▶ [TEXT EXCERPT]
● ● ● ● ●
(Posted on 26/10/23)
After nine months, the total throughput of Port of Antwerp-Bruges was 204.4 million tonnes, a drop of 6% compared to the same period last year. The still unstable geopolitical and economic conditions are negatively impacting demand for container traffic around the world, while the picture is still mixed for other cargo flows. Thanks to the strong international position of the unified port, for which sustainable growth remains the priority, the market share of the container segment is growing compared to the other ports in the Hamburg - Le Havre range.
The dry bulk segment fell by 14.6%. Throughput of fertilizers, the largest product group within dry bulk, decreased by 24.2% after nine months, but has shown an upward trend since the summer which is expected to continue in the last quarter.
● ● ● ● ●
▶ [RECORDED INFORMATION]
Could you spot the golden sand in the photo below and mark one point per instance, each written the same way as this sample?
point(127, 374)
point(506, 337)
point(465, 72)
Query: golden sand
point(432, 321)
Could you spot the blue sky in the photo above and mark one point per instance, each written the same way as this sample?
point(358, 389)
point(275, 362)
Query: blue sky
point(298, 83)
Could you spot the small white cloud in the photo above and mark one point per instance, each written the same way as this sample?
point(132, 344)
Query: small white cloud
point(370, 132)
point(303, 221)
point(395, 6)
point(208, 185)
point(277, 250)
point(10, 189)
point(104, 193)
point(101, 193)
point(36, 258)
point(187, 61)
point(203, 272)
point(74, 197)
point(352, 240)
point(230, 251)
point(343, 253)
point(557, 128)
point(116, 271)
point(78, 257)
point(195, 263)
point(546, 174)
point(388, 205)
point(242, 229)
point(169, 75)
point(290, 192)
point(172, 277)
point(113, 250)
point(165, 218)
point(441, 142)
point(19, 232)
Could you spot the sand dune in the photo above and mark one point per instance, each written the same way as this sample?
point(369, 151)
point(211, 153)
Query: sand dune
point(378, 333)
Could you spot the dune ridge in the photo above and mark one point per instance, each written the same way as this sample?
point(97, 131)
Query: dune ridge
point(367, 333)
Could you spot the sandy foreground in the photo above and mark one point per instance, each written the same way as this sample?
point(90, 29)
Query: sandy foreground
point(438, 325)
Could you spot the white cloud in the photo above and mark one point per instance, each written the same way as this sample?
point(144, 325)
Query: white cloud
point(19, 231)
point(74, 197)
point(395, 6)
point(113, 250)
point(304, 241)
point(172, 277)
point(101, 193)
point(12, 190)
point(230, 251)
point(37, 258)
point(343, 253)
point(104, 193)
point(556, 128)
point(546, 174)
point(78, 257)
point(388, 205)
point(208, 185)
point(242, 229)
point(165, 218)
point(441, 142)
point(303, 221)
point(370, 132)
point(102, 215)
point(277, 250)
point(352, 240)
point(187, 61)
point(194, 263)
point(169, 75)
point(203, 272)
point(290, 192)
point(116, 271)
● ● ● ● ●
▶ [ABOUT THIS EXERCISE] Copy out the Port of Antwerp-Bruges throughput update above in full, word for word.

▶ [THE COMPLETED TASK]
(Posted on 26/10/23)
After nine months, the total throughput of Port of Antwerp-Bruges was 204.4 million tonnes, a drop of 6% compared to the same period last year. The still unstable geopolitical and economic conditions are negatively impacting demand for container traffic around the world, while the picture is still mixed for other cargo flows. Thanks to the strong international position of the unified port, for which sustainable growth remains the priority, the market share of the container segment is growing compared to the other ports in the Hamburg - Le Havre range.
The dry bulk segment fell by 14.6%. Throughput of fertilizers, the largest product group within dry bulk, decreased by 24.2% after nine months, but has shown an upward trend since the summer which is expected to continue in the last quarter.